— START Passage given —

Paul Harper's avatar

Sorry, I'm certain you and your wife don't teach this kind of mealy-mouthed bs in the home. The "world's best journalist" wouldn't have a moment's problem opening with "Despite" ; "The Irony"; "What a crazy world"(your current go to) and then Elon. Not buying your "I'm too feeble bs."

No Elon, no Twitter Files - except here at "We only care if it's true" TM.

Deb Barnhart's avatar

He deserves credit for saving this country from permanent Soviet-style DNC thought police! And he deserves credit for attempting to create a town-square free debate space with the former twitter. Matt repaid Elon’s great financial and social risk by using that material to create his own Substack. To be honest, I had never heard of Matt Taibbi before the Twitter Files. And I’ve subscribed to his Substack ever since. Didn’t think he was such an ungracious p@&k though.

Danno's avatar

Agreed. Elon's main concern is long-term profit, and we're lucky that it happened to coincide with free speech.

Ministryofbullshit's avatar

Just as substacks goal, Racket news or the goal of any functional business is. No one should build efficient things, grow and make money. Anarcho primitivism is the only way forward.

Anonymous's avatar

Nothing wrong with making money. It takes merit to be profitable.

ResistWeMuch's avatar

and every govt employee involved got off scot-free. how do you punish a govt agency? what a joke. some harsh examples need be made of the govt employees who violate our rights. harsh as in their existence is hell on earth or not on earth at all.

AEF's avatar

Taibbi, you did so much, along with Michael Shellenberger and others - this is a win you influenced mightily.

David 1260's avatar

Supporting Matt with my subscription was one of the most important things I've done.

Paul Harper's avatar

This is our victory as much as Matt's, isn't it? We've all done so much.

— END Passage given —

= Given request =
Quote the entire comment thread above word for word. The lines after this point come from a separate source.

— START Stored data —

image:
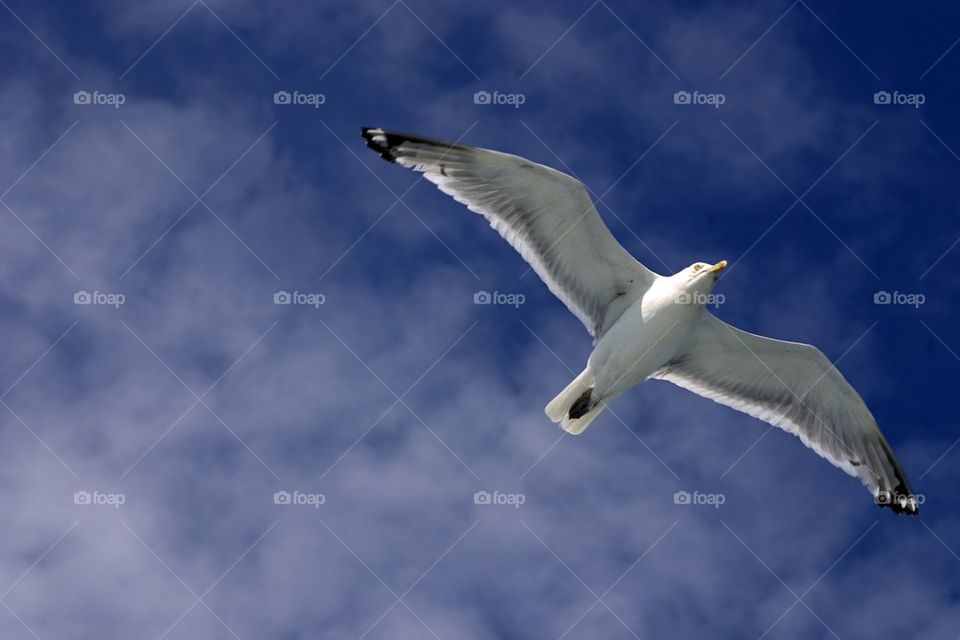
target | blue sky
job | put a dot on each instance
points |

— END Stored data —

= Correct result =
Paul Harper's avatar

Sorry, I'm certain you and your wife don't teach this kind of mealy-mouthed bs in the home. The "world's best journalist" wouldn't have a moment's problem opening with "Despite" ; "The Irony"; "What a crazy world"(your current go to) and then Elon. Not buying your "I'm too feeble bs."

No Elon, no Twitter Files - except here at "We only care if it's true" TM.

Deb Barnhart's avatar

He deserves credit for saving this country from permanent Soviet-style DNC thought police! And he deserves credit for attempting to create a town-square free debate space with the former twitter. Matt repaid Elon’s great financial and social risk by using that material to create his own Substack. To be honest, I had never heard of Matt Taibbi before the Twitter Files. And I’ve subscribed to his Substack ever since. Didn’t think he was such an ungracious p@&k though.

Danno's avatar

Agreed. Elon's main concern is long-term profit, and we're lucky that it happened to coincide with free speech.

Ministryofbullshit's avatar

Just as substacks goal, Racket news or the goal of any functional business is. No one should build efficient things, grow and make money. Anarcho primitivism is the only way forward.

Anonymous's avatar

Nothing wrong with making money. It takes merit to be profitable.

ResistWeMuch's avatar

and every govt employee involved got off scot-free. how do you punish a govt agency? what a joke. some harsh examples need be made of the govt employees who violate our rights. harsh as in their existence is hell on earth or not on earth at all.

AEF's avatar

Taibbi, you did so much, along with Michael Shellenberger and others - this is a win you influenced mightily.

David 1260's avatar

Supporting Matt with my subscription was one of the most important things I've done.

Paul Harper's avatar

This is our victory as much as Matt's, isn't it? We've all done so much.